And suddenly, I was time warped back 40 years — for my Dad said that to me from time-to-time when I raced through dinner to get to something I was eager to do.

I was struck by the warm, secure, happy, buoyant feelings that enveloped me.

Those of us who have lost a parent sometimes say, “I miss my Dad,” or “I miss my Mom.” I realized in this moment, that while that is very true, I also very much miss being a kid. Or, rather, I miss what my childhood was characterized by. I was secure and happy and joyous and hopeful for & in the future. There was unconscious confidence in the various people and institutions that filled and guided my life — they taught and/or reinforced truth and how to live it. Most of all, the relationship with and confidence in my parents, provided the foundation for all of this. I was loved, valued, disciplined (in the right way, for the right reasons), sacrificed for.

I miss being a kid.

And then I thought, I still have a Dad. He loves me, values me, disciplines me (in the right way, for the right reasons; see Proverbs 3:12), and has given the greatest sacrifice for me — His only begotten Son that I might become His child (see John 1:12, Romans 8:15, Galatians 4:4-6).

And I realize I’m still a kid, with a Father in whom I can have relationship with and confidence in. And I am enveloped by the warm, secure, happy, buoyant feelings that accompany the child who is indeed loved.

################

To be done: In the reflection on missing childhood, how many years back does the writer say they were carried when the remembered words came to mind?

Excerpts from segmentation rows:

################

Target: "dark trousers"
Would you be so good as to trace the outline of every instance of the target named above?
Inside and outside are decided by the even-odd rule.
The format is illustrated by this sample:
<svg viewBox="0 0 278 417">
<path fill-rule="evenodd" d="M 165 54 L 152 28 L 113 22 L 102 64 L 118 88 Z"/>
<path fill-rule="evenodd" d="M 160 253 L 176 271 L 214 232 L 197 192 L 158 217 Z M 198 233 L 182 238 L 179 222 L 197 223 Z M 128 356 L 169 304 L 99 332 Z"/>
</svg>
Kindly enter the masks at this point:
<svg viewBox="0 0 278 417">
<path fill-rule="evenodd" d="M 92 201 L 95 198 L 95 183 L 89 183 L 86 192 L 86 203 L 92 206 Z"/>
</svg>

################

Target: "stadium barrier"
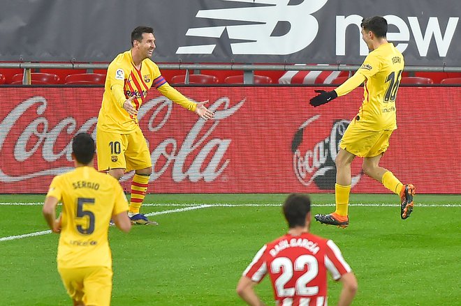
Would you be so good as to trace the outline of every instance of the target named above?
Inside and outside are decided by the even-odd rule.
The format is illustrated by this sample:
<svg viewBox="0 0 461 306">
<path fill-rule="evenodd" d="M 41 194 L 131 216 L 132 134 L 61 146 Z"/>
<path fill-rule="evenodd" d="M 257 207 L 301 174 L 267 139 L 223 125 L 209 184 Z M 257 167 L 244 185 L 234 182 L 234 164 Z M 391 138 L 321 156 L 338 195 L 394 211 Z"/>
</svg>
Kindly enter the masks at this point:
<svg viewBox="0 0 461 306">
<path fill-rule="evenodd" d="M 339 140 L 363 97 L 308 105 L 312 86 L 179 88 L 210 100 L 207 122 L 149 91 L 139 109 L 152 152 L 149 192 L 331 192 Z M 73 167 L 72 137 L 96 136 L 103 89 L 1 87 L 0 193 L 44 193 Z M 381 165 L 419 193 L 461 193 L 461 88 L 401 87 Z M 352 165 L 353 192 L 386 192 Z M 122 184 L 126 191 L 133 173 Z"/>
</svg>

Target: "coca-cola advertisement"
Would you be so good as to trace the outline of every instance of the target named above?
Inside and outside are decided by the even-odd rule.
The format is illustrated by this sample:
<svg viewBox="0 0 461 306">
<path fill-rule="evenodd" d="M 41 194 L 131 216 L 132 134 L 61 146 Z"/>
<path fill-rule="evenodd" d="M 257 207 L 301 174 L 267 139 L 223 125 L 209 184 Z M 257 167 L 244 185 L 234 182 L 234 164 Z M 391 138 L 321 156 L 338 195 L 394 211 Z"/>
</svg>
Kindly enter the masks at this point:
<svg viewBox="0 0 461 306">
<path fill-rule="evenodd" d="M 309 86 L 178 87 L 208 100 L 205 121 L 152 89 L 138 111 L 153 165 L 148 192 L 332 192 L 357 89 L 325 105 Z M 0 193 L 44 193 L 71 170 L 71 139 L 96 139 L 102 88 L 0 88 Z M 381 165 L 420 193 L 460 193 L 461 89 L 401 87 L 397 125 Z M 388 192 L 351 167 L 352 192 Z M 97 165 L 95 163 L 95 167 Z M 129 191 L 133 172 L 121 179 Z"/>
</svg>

################

Full solution: 40 years